▶ [What you have to do] In full and word for word, print the data below.

Segment Start: Records for the task

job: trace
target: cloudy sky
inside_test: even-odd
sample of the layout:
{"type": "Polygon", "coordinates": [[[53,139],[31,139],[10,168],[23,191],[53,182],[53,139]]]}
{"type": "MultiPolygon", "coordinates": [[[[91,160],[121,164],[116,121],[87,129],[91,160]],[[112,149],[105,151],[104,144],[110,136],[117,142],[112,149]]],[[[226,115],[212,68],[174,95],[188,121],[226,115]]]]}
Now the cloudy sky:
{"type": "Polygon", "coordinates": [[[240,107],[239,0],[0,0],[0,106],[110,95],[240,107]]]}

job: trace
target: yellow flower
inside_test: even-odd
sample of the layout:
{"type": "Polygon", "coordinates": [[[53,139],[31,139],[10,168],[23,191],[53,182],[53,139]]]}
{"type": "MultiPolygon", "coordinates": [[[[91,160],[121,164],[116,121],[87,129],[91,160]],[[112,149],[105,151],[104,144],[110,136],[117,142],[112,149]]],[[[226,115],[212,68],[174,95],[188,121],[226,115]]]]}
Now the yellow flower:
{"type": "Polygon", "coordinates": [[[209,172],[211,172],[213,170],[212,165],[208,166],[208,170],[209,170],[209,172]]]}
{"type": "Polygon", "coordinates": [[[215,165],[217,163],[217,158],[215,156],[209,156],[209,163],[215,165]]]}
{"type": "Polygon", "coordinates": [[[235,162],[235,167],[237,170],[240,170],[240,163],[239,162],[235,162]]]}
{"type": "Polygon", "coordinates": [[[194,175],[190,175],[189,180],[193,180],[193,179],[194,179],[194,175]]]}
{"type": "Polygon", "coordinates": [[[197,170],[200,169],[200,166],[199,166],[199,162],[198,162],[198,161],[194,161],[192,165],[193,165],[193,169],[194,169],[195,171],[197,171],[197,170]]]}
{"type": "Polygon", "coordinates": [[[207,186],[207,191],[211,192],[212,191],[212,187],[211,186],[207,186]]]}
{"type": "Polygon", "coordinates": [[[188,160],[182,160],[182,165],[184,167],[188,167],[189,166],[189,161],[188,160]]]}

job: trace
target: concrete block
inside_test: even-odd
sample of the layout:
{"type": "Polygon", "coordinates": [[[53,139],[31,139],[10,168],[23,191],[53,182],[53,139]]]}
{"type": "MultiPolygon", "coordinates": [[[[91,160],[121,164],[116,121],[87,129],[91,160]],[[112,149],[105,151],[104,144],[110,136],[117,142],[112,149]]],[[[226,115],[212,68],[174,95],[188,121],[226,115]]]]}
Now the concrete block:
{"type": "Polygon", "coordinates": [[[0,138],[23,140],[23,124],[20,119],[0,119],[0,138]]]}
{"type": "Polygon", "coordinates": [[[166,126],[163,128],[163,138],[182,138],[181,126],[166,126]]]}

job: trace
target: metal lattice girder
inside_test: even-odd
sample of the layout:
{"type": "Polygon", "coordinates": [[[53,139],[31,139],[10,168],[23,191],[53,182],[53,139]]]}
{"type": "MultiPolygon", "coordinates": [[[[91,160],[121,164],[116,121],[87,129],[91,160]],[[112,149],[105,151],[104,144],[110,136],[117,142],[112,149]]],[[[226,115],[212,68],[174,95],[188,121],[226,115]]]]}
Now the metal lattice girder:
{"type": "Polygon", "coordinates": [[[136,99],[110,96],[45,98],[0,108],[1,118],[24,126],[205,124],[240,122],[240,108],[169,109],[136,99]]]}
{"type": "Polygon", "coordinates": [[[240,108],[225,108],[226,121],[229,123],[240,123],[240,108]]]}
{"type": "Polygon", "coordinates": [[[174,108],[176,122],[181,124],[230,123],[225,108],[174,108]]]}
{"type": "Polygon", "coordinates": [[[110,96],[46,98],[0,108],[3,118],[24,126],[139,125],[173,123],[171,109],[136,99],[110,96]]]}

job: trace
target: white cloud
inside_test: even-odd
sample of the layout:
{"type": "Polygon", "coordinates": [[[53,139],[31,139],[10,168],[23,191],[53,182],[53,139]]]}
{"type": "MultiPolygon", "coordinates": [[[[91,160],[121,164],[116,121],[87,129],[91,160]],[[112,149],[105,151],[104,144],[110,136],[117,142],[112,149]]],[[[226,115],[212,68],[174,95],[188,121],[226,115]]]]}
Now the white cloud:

Segment End: Records for the task

▶ [Answer space]
job: trace
target: cloudy sky
inside_test: even-odd
sample of the layout:
{"type": "Polygon", "coordinates": [[[53,139],[31,139],[10,168],[23,191],[53,182],[53,139]]]}
{"type": "MultiPolygon", "coordinates": [[[[91,160],[121,164],[116,121],[87,129],[91,160]],[[112,149],[105,151],[104,144],[110,136],[117,142],[112,149]]],[[[226,115],[212,68],[174,95],[188,121],[226,115]]]]}
Now the cloudy sky:
{"type": "Polygon", "coordinates": [[[240,107],[239,0],[0,0],[0,106],[110,95],[240,107]]]}

job: trace
target: yellow flower
inside_test: even-odd
sample of the layout:
{"type": "Polygon", "coordinates": [[[53,139],[31,139],[10,168],[23,191],[53,182],[53,139]]]}
{"type": "MultiPolygon", "coordinates": [[[[91,160],[121,164],[116,121],[87,129],[91,160]],[[112,149],[105,151],[104,144],[110,136],[117,142],[112,149]]],[[[226,115],[212,68],[174,95],[188,121],[226,115]]]]}
Now the yellow flower:
{"type": "Polygon", "coordinates": [[[209,172],[211,172],[213,170],[212,165],[208,166],[208,170],[209,170],[209,172]]]}
{"type": "Polygon", "coordinates": [[[215,165],[217,163],[217,158],[215,156],[209,156],[209,163],[215,165]]]}
{"type": "Polygon", "coordinates": [[[235,162],[235,167],[237,170],[240,170],[240,163],[239,162],[235,162]]]}
{"type": "Polygon", "coordinates": [[[194,175],[190,175],[189,180],[193,180],[193,179],[194,179],[194,175]]]}
{"type": "Polygon", "coordinates": [[[197,170],[200,169],[200,166],[199,166],[199,162],[198,162],[198,161],[194,161],[192,165],[193,165],[193,169],[194,169],[195,171],[197,171],[197,170]]]}
{"type": "Polygon", "coordinates": [[[207,186],[207,191],[211,192],[212,191],[212,187],[211,186],[207,186]]]}
{"type": "Polygon", "coordinates": [[[188,160],[182,160],[182,165],[184,167],[188,167],[189,166],[189,161],[188,160]]]}

job: trace
target: concrete block
inside_test: even-odd
sample of the layout:
{"type": "Polygon", "coordinates": [[[53,139],[31,139],[10,168],[23,191],[53,182],[53,139]]]}
{"type": "MultiPolygon", "coordinates": [[[[91,160],[121,164],[116,121],[87,129],[91,160]],[[112,149],[105,151],[104,144],[110,136],[117,142],[112,149]]],[[[226,115],[212,68],[174,95],[188,121],[226,115]]]]}
Now the concrete block:
{"type": "Polygon", "coordinates": [[[0,138],[23,140],[23,124],[20,119],[0,119],[0,138]]]}
{"type": "Polygon", "coordinates": [[[166,126],[163,128],[163,138],[182,138],[181,126],[166,126]]]}

job: trace
target: metal lattice girder
inside_test: even-odd
sample of the layout:
{"type": "Polygon", "coordinates": [[[53,139],[31,139],[10,168],[23,191],[53,182],[53,139]]]}
{"type": "MultiPolygon", "coordinates": [[[[91,160],[121,164],[116,121],[87,129],[91,160]],[[112,149],[105,151],[104,144],[110,136],[117,142],[112,149]]],[[[226,115],[212,68],[174,95],[188,121],[226,115]]]]}
Now the metal lattice girder:
{"type": "Polygon", "coordinates": [[[136,99],[110,96],[45,98],[0,108],[1,118],[24,126],[205,124],[240,122],[240,108],[169,109],[136,99]]]}
{"type": "Polygon", "coordinates": [[[240,108],[225,108],[226,121],[229,123],[240,123],[240,108]]]}
{"type": "Polygon", "coordinates": [[[174,108],[176,122],[181,124],[230,123],[225,108],[174,108]]]}
{"type": "Polygon", "coordinates": [[[110,96],[46,98],[0,108],[3,118],[24,126],[139,125],[173,123],[171,109],[136,99],[110,96]]]}

job: trace
target: white cloud
inside_test: even-odd
sample of the layout:
{"type": "Polygon", "coordinates": [[[53,139],[31,139],[10,168],[23,191],[53,182],[53,139]]]}
{"type": "MultiPolygon", "coordinates": [[[[91,160],[121,164],[116,121],[87,129],[91,160]],[[112,149],[105,151],[104,144],[110,136],[117,142],[112,149]]],[[[226,115],[212,68],[174,95],[188,121],[226,115]]]]}
Now the white cloud:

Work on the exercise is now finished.